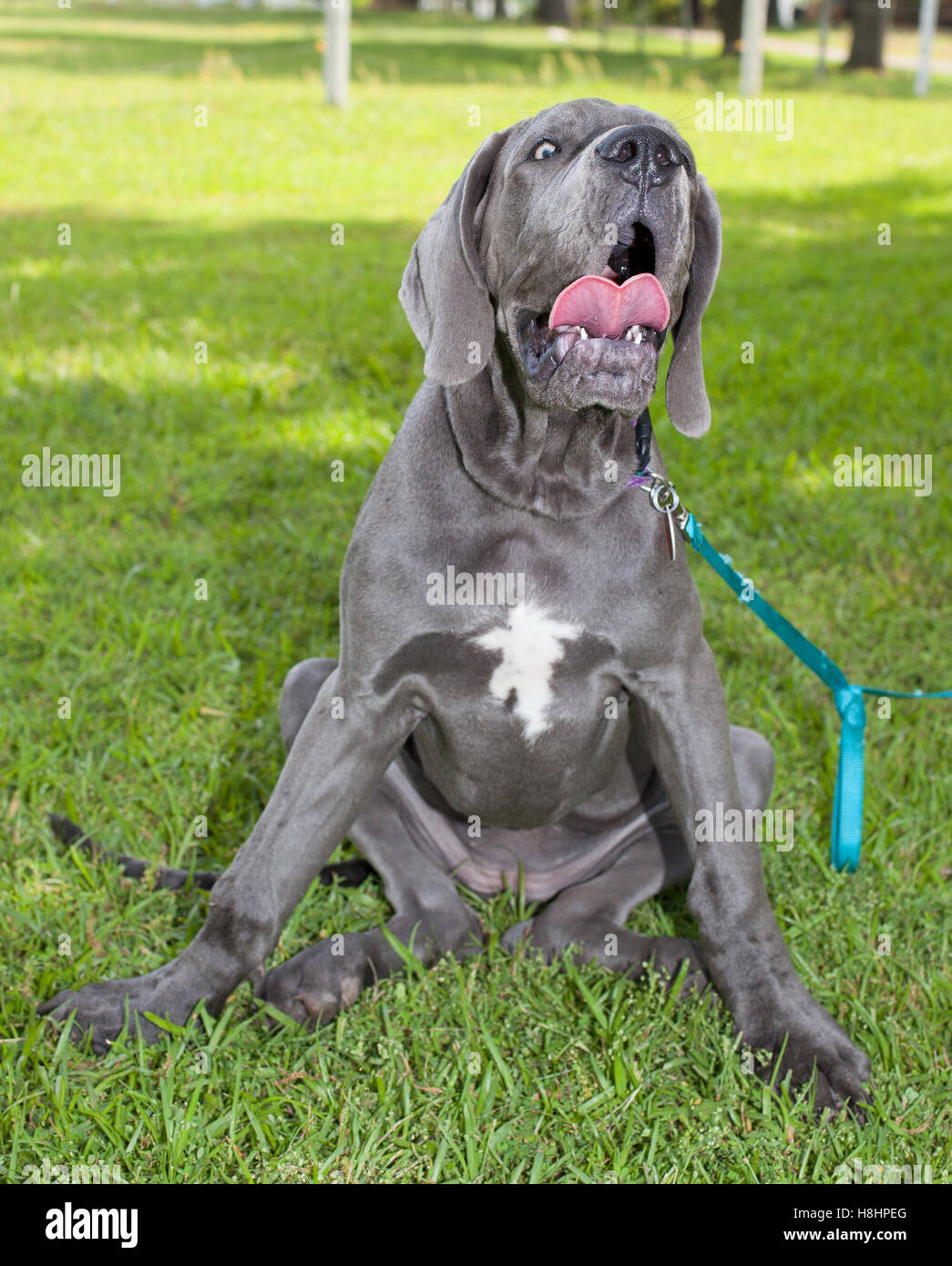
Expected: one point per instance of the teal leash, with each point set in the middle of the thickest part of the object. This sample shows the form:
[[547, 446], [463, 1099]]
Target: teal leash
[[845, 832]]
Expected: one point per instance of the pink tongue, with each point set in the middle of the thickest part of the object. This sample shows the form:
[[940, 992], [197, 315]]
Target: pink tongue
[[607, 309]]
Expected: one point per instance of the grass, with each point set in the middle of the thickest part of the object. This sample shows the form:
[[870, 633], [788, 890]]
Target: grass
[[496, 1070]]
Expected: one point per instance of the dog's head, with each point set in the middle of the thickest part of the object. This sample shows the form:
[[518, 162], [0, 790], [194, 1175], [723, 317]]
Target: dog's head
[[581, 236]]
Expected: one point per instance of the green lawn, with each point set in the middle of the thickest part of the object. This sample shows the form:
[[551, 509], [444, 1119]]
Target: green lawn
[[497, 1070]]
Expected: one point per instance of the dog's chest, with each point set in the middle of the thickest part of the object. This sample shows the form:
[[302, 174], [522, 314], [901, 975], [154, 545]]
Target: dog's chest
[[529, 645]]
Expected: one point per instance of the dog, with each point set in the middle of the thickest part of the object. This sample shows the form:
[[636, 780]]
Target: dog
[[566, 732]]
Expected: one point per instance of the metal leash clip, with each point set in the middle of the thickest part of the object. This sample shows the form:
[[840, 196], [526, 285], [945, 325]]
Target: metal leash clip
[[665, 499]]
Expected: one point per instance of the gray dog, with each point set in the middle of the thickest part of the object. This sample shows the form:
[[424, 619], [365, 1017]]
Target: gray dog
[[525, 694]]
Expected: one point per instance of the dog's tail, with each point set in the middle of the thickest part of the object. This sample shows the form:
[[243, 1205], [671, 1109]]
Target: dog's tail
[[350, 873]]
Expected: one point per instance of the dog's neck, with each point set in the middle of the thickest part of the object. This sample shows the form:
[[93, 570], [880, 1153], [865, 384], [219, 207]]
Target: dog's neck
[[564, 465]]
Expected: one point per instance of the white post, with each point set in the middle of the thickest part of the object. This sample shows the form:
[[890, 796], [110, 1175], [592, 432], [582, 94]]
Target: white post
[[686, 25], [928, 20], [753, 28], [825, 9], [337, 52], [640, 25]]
━━━━━━━━━━━━━━━━
# Set exercise:
All records should be output exactly, with the pictures left out.

# Exercise result:
Expected: one point per instance of the teal leash, with each point set in the middle of the thickest part of the object. This sample shows the form:
[[547, 446], [463, 1099]]
Target: teal leash
[[845, 832]]
Expected: one point per instance of the pink tongue, with each point set in the middle of the thickest part of the object. This sample shows the form:
[[940, 992], [197, 315]]
Target: pink tongue
[[607, 309]]
Expected: one point per instance of the grass, with each point set in the middle of the thickest part of the object. This sample shows the form:
[[870, 633], [788, 890]]
Target: grass
[[496, 1070]]
Expected: one point per instance of the dog's head, with each point set in the middle of the thickest part of the object. This sample shows the form:
[[518, 162], [0, 790], [194, 1175], [723, 317]]
Target: dog's head
[[581, 236]]
Expected: one point per instance of the green lawn, with each point set in the middle of the thickest part of the object. This sample shows the form:
[[551, 509], [444, 1119]]
Target: green lawn
[[497, 1070]]
Expected: one point per instance of the dog's chest, with each point set in the middle of the thickest part of the object. This sample shows the form:
[[302, 174], [522, 314], [901, 975], [154, 545]]
Target: dog's chest
[[529, 645]]
Expected: one point per instance of the dog, with each point set in the middle of the thickest part of the object. This sample shows the form:
[[636, 780]]
Target: dog
[[566, 732]]
Expected: one point per instance of the metal leash clip, with each point set in the middle of the thickest part of the object. This sample shows the form:
[[840, 196], [526, 285], [945, 325]]
Target: metal leash clip
[[665, 499]]
Expected: one point per instance of the gray dog, with each point set in the middle of the thickest part of the object. This sample shows the form:
[[424, 619], [365, 1017]]
Target: gray dog
[[525, 694]]
Expected: one point per instance of the dog's tail, with each point set in the middle of the thickest part of the object. This sample shows the form:
[[243, 1205], [671, 1109]]
Target: dog's tail
[[350, 873]]
Expected: one point per instance of the dog's neck, with each point set in the middle of the thickest part of the object. This sample shows the form:
[[93, 570], [880, 1153], [865, 384], [219, 207]]
Target: dog's neck
[[564, 465]]
Expected: one point per instance of the white post, with each point set in the middle of the thickest part of the object. This sample shows the form:
[[890, 796], [110, 1175], [592, 432], [582, 94]]
Target: white post
[[686, 25], [928, 20], [753, 28], [825, 9], [337, 52], [640, 25]]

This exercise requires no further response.